**About this task**
Print the data that follows again, keeping every line exact.

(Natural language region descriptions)
══════
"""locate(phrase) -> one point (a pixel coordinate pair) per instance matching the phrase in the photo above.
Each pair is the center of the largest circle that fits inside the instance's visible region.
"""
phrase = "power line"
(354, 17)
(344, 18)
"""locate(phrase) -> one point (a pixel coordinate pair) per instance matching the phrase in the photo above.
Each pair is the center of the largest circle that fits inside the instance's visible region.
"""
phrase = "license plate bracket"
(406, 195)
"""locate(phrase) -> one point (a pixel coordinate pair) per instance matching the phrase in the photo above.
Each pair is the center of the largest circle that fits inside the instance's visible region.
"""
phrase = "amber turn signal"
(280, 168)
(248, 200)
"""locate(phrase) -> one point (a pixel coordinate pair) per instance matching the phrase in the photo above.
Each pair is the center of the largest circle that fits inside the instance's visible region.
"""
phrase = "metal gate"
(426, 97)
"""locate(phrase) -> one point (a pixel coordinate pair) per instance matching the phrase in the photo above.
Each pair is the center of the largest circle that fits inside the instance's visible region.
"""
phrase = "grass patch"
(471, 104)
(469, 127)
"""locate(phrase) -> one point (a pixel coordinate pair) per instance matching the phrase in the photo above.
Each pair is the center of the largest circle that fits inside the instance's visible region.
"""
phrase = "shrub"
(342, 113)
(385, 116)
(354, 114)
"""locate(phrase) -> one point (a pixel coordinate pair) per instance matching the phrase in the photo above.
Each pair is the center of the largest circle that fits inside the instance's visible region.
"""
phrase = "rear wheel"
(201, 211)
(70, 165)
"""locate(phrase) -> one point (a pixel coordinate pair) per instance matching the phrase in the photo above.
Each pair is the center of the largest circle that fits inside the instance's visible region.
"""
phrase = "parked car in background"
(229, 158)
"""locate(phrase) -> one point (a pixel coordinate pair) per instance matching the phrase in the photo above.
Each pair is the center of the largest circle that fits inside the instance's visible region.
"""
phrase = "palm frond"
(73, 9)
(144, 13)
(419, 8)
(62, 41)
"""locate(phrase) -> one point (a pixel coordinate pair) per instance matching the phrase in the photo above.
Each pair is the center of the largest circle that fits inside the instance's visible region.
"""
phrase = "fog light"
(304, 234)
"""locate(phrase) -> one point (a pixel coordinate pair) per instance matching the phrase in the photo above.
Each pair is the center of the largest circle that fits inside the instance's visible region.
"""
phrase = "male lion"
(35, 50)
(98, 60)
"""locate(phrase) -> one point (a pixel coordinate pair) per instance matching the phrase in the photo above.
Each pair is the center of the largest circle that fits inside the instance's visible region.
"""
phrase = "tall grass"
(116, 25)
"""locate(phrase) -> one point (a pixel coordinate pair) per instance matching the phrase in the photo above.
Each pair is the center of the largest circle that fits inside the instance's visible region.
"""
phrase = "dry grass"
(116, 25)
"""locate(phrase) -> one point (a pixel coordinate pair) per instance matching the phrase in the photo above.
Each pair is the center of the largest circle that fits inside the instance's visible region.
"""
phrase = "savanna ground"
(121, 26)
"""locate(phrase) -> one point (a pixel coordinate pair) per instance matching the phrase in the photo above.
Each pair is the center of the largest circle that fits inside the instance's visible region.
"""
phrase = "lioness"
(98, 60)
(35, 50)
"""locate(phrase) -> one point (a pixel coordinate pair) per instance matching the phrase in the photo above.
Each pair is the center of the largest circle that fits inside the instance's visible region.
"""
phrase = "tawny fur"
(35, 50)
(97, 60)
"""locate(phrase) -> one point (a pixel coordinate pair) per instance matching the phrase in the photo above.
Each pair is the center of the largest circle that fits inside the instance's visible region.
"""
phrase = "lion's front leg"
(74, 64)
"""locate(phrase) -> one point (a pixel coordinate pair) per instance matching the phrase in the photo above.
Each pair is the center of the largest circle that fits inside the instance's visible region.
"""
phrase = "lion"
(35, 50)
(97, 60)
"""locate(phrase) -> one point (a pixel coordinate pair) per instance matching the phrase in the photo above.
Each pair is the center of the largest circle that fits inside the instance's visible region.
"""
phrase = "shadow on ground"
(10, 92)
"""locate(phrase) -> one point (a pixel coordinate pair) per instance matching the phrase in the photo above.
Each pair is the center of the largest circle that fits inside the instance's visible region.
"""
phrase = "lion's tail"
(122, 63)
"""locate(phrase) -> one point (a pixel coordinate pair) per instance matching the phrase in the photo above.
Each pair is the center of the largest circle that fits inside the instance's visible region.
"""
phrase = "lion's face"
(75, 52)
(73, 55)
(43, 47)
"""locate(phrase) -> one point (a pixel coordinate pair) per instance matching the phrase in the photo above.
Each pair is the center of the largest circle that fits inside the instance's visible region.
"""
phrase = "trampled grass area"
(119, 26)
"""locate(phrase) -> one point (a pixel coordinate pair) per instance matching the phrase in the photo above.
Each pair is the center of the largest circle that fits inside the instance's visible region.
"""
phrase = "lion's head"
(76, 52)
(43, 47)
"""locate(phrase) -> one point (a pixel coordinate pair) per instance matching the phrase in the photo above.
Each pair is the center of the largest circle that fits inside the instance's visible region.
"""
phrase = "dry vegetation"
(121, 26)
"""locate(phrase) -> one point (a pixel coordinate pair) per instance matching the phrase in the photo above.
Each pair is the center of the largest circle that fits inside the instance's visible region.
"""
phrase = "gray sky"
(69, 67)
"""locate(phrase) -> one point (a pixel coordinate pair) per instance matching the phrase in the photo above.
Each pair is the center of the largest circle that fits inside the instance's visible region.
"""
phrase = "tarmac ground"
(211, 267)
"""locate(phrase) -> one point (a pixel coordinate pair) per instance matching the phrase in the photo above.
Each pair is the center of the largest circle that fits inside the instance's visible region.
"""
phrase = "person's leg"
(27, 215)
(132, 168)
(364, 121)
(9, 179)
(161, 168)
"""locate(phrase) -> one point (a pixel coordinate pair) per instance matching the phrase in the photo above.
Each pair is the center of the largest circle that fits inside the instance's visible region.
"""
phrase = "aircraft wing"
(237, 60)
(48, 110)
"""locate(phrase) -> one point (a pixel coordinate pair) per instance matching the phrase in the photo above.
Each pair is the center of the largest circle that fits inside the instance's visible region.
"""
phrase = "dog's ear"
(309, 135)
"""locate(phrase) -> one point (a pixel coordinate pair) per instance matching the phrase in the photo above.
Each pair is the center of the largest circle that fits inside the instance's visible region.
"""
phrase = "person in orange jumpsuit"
══════
**Output**
"""locate(phrase) -> one point (a pixel coordinate pair) per instance matching the phrase in the photo above.
Each pair is the center of the largest circle that fits inside the instance's visible region.
"""
phrase = "power line"
(354, 17)
(344, 18)
"""locate(phrase) -> one point (a pixel coordinate pair) per instance matching the phrase in the photo above.
Each pair is the center of the largest circle that fits inside the instance's visible region.
"""
phrase = "license plate bracket"
(406, 195)
"""locate(phrase) -> one point (a pixel coordinate pair) per instance matching the phrase in the photo above.
Each pair is the center of the largest circle that fits inside the instance's visible region.
"""
phrase = "amber turn signal"
(280, 168)
(248, 200)
"""locate(phrase) -> one point (a pixel coordinate pair) per instance matching the phrase in the photo above.
Each pair is the center of the largest circle that fits inside the instance's visible region.
"""
phrase = "metal gate"
(426, 97)
"""locate(phrase) -> one point (a pixel coordinate pair) per instance matching the phrase in the photo above.
Each pair is the center of the largest circle that fits inside the instance's visible region.
"""
phrase = "grass patch"
(471, 104)
(469, 127)
"""locate(phrase) -> one point (a pixel coordinate pair) per instance matching the phrase in the photo above.
Each pair is the center of the largest circle that fits inside the instance's visible region.
"""
phrase = "shrub"
(342, 113)
(385, 116)
(354, 114)
"""locate(phrase) -> one point (a pixel coordinate pair) per instance matching the phrase in the photo above.
Each pair is the center of the largest circle that fits inside the instance's visible region.
"""
phrase = "rear wheel"
(201, 211)
(70, 165)
"""locate(phrase) -> one point (a pixel coordinate pair) per instance matching the phrase in the photo above.
Each pair is the center of the largest circle that fits inside the instance's visible region.
"""
phrase = "parked car in background"
(229, 158)
"""locate(phrase) -> one point (a pixel coordinate pair) per instance matching the phrase in the photo above.
Each pair is the center of the largest circle that fits inside the instance's visible region.
"""
phrase = "palm frond"
(73, 9)
(144, 13)
(419, 8)
(62, 41)
"""locate(phrase) -> one point (a pixel coordinate pair) per instance matching the phrase in the photo above.
Each pair is the center of the largest circle that fits inside the instance's visible region.
"""
phrase = "fog light"
(304, 234)
"""locate(phrase) -> one point (a pixel coordinate pair) per instance matching the phrase in the photo above.
Each pair is the center of the largest circle that fits inside the instance's visible region.
"""
phrase = "male lion"
(35, 50)
(98, 60)
"""locate(phrase) -> one point (a pixel coordinate pair) per instance matching the phrase in the photo above.
Each pair is the center of the largest circle that fits inside the instance's visible region.
"""
phrase = "tall grass"
(116, 25)
"""locate(phrase) -> one point (a pixel coordinate pair) per instance matching the phrase in the photo above.
Each pair is the center of the largest circle that fits inside the instance's visible region.
"""
phrase = "dry grass"
(116, 25)
"""locate(phrase) -> one point (a pixel coordinate pair) per instance matching the phrase in the photo above.
Each pair is the center of the largest circle that fits inside the instance's visible region.
"""
phrase = "savanna ground"
(121, 26)
"""locate(phrase) -> one point (a pixel coordinate pair) per instance matching the phrase in the photo above.
Each pair is the center of the largest circle that fits inside the instance's visible region.
"""
phrase = "lioness"
(98, 60)
(35, 50)
"""locate(phrase) -> one point (a pixel coordinate pair) per instance matching the phrase in the photo above.
Each pair is the center of the largest circle that fits inside the instance's visible region.
"""
phrase = "tawny fur"
(35, 50)
(97, 60)
"""locate(phrase) -> one point (a pixel coordinate pair) per instance matching the phrase in the photo above.
Each pair is the center of the largest circle that fits inside the instance's visible region.
"""
phrase = "lion's front leg"
(74, 64)
"""locate(phrase) -> one point (a pixel coordinate pair) per instance matching the phrase in the photo above.
Each pair is the center of the largest circle that fits inside the instance's visible region.
"""
phrase = "lion"
(35, 50)
(97, 60)
"""locate(phrase) -> one point (a pixel coordinate pair) per instance matching the phrase in the photo above.
Each pair is the center of the largest circle that fits inside the instance's visible region.
"""
phrase = "shadow on ground"
(10, 92)
"""locate(phrase) -> one point (a pixel coordinate pair) per instance matching the phrase in the photo above.
Each pair is the center of the largest circle that fits inside the instance's visible region.
"""
phrase = "lion's tail"
(122, 63)
"""locate(phrase) -> one point (a pixel coordinate pair) per instance matching the phrase in the photo above.
Each pair is the center of the largest circle that fits inside the instance's visible region.
"""
phrase = "lion's face"
(75, 52)
(73, 55)
(43, 47)
"""locate(phrase) -> one point (a pixel coordinate pair) per instance matching the phrase in the photo above.
Each pair is the center of the largest circle that fits inside the instance's visible region.
"""
phrase = "trampled grass area"
(119, 26)
"""locate(phrase) -> one point (a pixel coordinate pair) per instance matching the phrase in the photo above.
Each pair is the center of the largest circle that fits inside the instance's visible region.
"""
phrase = "lion's head"
(76, 52)
(43, 47)
"""locate(phrase) -> one point (a pixel coordinate pair) per instance matching the phrase in the photo above.
Each pair is the center of the largest circle that fits inside the instance's visible region.
"""
phrase = "dry vegetation"
(121, 26)
"""locate(phrase) -> one point (a pixel coordinate pair) per instance matching the phrase in the photo above.
Each pair is the center of the largest circle that fits inside the instance's visible region.
"""
phrase = "gray sky"
(69, 67)
"""locate(phrase) -> one point (a pixel coordinate pair) per instance matching the phrase in the photo above.
Each pair is the center of the largest circle that fits inside the instance's visible region.
"""
phrase = "tarmac ground"
(211, 267)
"""locate(phrase) -> one point (a pixel coordinate pair) per instance matching the phrase in the photo above.
Each pair is the center of the largest circle that fits inside the instance's visible region.
"""
phrase = "person's leg"
(27, 215)
(132, 168)
(364, 121)
(9, 179)
(161, 168)
"""locate(phrase) -> one point (a pixel coordinate pair) per instance matching the phrase in the photo above.
Each pair is the center of the largest circle that fits inside the instance's visible region.
"""
phrase = "aircraft wing"
(237, 60)
(48, 110)
"""locate(phrase) -> one point (a pixel coordinate pair) per instance matching the phrase in the photo above.
Each pair is the center of the largest circle that fits inside the instance's visible region.
"""
phrase = "dog's ear"
(309, 135)
"""locate(phrase) -> one point (a pixel coordinate pair) per instance matching the phrase in the photo above.
Each pair is the center of the largest circle that fits inside the instance's visible region.
"""
phrase = "person in orange jumpsuit"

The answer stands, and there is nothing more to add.